= INFORMATION GIVEN =
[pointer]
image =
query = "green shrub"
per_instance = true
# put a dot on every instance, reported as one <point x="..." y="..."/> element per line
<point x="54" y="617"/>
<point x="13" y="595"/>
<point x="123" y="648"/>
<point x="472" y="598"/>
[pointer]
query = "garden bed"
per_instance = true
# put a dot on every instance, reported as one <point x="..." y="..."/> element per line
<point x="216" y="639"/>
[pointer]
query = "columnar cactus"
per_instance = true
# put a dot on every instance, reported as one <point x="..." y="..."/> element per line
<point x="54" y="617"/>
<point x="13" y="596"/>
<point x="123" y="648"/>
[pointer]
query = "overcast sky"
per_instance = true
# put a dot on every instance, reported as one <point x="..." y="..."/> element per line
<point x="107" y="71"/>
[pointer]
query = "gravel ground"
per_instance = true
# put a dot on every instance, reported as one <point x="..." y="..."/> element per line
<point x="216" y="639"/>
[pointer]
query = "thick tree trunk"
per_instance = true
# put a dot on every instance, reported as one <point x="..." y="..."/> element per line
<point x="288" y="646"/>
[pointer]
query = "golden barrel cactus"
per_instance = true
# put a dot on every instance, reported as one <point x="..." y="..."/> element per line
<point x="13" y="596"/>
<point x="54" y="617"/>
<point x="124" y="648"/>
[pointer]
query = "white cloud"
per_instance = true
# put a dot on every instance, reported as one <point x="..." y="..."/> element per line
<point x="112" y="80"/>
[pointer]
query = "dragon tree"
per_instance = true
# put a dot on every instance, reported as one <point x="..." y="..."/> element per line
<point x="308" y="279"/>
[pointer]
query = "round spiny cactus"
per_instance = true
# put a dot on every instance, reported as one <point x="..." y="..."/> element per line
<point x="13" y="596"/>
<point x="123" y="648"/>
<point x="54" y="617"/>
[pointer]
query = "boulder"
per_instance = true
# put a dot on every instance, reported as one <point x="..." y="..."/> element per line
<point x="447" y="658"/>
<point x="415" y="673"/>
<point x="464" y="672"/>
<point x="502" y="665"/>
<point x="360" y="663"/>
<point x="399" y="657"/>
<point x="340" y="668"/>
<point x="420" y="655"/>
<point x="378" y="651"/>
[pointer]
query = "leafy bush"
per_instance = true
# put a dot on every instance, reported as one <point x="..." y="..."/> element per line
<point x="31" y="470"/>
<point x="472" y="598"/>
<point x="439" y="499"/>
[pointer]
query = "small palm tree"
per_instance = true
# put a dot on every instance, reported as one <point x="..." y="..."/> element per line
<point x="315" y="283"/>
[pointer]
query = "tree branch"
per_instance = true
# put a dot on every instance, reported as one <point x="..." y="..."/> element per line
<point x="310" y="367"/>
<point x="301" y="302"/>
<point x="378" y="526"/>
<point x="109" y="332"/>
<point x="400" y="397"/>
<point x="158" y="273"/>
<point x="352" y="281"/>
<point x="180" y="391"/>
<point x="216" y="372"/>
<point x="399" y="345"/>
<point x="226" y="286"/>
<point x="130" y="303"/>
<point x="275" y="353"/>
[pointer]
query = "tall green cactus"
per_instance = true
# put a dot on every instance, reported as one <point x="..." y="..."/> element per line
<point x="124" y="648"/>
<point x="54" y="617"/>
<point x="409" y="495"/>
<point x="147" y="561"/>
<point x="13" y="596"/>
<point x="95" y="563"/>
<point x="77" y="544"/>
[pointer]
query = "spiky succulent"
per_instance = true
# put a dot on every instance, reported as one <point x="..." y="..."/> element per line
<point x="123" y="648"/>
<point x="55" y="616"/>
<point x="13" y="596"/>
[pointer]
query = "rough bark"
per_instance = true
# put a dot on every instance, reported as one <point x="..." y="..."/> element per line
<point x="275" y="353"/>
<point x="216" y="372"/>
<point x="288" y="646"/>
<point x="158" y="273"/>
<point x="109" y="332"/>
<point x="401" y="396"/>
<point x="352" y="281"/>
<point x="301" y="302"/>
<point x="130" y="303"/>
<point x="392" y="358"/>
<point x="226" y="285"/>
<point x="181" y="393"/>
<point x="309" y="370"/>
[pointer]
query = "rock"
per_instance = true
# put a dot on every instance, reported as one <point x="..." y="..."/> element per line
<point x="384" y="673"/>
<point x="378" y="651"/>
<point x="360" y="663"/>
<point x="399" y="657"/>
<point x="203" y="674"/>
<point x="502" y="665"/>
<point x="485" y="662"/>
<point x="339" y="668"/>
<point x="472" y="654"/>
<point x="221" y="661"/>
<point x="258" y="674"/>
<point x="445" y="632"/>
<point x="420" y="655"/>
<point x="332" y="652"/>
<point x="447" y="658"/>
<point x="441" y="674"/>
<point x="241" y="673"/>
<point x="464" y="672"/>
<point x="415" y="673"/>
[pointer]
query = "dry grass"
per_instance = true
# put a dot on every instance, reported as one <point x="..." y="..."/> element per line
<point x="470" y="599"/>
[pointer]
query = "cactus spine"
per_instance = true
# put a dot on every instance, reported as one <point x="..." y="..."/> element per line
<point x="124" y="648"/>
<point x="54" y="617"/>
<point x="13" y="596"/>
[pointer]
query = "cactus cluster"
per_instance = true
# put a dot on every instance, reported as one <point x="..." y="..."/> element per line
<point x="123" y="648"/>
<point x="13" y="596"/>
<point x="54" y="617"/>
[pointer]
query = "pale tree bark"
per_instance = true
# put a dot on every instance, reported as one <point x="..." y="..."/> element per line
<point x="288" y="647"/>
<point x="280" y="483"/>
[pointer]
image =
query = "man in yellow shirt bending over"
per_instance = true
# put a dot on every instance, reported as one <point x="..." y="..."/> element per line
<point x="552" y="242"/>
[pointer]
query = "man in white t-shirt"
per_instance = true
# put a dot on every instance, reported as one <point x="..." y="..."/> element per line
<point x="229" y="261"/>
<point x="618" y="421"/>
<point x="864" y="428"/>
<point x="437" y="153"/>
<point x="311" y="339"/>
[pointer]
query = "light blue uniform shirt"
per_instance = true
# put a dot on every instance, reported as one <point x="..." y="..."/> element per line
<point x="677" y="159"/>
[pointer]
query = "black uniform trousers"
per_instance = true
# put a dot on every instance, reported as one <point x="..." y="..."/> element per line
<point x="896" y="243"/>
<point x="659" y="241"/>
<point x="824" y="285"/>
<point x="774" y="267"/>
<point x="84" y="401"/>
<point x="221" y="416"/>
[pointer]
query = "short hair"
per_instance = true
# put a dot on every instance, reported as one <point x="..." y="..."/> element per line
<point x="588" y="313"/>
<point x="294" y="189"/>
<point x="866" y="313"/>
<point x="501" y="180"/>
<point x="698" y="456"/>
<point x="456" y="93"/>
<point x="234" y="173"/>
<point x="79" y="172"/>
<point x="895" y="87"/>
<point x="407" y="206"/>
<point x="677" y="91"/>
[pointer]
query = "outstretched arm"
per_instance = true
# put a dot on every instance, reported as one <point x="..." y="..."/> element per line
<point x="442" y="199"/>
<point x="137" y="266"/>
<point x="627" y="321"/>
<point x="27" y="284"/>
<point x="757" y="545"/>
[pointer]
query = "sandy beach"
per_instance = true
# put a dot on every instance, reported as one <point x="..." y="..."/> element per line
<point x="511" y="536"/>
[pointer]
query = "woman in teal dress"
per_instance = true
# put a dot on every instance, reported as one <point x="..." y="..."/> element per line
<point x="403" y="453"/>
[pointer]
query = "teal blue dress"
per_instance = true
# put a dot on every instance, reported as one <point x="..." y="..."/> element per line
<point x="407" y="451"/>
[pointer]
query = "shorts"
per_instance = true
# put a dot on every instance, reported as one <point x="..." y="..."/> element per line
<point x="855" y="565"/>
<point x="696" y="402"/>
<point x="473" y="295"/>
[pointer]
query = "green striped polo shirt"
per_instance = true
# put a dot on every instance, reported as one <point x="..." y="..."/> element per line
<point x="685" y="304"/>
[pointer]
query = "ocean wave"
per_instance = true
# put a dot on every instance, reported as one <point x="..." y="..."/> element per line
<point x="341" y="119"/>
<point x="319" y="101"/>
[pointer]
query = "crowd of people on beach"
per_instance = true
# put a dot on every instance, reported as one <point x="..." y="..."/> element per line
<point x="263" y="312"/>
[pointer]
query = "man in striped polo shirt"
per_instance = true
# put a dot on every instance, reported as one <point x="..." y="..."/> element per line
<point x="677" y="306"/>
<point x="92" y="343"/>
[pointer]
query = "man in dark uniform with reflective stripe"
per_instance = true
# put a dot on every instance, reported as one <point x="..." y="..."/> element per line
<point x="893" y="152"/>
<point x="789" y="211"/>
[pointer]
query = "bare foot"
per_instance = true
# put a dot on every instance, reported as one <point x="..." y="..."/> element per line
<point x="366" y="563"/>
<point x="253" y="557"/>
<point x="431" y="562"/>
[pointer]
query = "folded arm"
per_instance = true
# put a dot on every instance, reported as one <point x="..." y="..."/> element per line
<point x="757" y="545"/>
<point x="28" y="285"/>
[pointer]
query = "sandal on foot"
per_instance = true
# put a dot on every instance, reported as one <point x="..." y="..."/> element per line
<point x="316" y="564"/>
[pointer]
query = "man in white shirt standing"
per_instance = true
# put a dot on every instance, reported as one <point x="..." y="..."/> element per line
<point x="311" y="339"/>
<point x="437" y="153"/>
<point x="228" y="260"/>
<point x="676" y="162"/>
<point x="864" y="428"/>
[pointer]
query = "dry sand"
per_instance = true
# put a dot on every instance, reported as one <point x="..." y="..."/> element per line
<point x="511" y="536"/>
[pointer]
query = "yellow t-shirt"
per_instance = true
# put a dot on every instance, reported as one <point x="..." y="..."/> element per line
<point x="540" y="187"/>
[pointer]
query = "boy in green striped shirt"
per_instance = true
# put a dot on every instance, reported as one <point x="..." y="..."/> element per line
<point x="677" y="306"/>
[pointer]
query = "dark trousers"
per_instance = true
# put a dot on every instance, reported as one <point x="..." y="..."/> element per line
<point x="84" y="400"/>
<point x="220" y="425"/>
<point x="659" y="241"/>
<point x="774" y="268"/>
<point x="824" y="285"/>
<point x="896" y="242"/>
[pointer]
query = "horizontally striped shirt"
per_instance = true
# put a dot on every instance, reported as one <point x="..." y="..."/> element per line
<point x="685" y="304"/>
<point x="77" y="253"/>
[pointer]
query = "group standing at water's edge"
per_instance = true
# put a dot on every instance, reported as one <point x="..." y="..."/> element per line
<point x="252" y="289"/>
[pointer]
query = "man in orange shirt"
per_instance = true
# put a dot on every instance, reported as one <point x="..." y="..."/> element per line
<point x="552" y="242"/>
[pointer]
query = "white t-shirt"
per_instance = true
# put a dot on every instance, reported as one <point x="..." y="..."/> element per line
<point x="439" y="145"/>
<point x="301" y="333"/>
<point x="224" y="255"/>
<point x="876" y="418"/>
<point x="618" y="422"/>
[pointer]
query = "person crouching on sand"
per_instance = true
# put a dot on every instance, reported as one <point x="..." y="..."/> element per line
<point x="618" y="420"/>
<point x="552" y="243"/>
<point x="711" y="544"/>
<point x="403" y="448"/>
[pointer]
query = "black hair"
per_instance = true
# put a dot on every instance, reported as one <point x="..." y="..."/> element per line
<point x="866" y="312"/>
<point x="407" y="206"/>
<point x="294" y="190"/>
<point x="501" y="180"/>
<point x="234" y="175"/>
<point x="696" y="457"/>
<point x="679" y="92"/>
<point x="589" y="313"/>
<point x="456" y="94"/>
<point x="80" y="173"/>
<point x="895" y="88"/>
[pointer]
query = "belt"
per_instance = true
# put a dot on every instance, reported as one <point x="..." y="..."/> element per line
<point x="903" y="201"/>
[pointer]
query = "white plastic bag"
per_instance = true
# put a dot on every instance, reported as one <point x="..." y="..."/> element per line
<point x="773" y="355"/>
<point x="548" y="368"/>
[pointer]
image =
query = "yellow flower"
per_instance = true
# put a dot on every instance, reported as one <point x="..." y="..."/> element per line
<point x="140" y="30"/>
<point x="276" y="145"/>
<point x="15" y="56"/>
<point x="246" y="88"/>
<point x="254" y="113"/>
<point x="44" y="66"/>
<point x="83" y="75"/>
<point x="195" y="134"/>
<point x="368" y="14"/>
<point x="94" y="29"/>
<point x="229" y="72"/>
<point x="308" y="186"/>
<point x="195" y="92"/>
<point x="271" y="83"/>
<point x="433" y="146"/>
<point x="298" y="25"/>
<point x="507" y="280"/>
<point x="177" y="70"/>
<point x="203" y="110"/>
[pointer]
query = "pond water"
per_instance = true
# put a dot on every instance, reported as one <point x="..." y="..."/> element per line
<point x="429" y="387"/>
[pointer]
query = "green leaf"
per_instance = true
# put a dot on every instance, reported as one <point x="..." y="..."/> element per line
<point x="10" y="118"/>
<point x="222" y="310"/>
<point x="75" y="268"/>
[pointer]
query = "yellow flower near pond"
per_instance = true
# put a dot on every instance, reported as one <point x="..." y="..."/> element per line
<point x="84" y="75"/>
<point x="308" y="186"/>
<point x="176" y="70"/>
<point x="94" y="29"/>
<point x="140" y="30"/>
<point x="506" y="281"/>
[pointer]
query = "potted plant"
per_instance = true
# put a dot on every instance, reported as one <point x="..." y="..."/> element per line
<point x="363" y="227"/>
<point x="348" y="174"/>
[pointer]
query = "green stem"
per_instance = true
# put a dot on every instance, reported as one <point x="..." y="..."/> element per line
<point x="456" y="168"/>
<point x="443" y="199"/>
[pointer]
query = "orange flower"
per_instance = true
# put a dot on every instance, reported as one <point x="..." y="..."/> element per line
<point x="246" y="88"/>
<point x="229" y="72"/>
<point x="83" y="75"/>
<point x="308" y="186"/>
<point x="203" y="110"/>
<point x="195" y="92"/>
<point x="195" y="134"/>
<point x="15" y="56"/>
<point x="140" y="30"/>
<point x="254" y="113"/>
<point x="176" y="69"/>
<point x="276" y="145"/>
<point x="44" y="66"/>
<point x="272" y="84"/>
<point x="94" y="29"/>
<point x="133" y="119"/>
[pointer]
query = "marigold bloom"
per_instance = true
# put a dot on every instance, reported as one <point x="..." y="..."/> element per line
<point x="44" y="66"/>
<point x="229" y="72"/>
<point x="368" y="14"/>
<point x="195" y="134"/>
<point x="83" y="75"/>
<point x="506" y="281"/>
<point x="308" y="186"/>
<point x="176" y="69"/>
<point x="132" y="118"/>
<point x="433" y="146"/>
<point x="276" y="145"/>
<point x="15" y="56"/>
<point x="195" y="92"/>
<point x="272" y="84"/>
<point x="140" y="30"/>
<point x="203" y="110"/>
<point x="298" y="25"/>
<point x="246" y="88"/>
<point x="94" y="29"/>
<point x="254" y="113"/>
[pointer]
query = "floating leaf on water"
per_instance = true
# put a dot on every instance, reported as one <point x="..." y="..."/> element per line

= REQUIREMENT =
Show each line of the material above that contains the string "pond". Case counts.

= THE SOLUTION =
query = "pond water"
query = "yellow flower near pond"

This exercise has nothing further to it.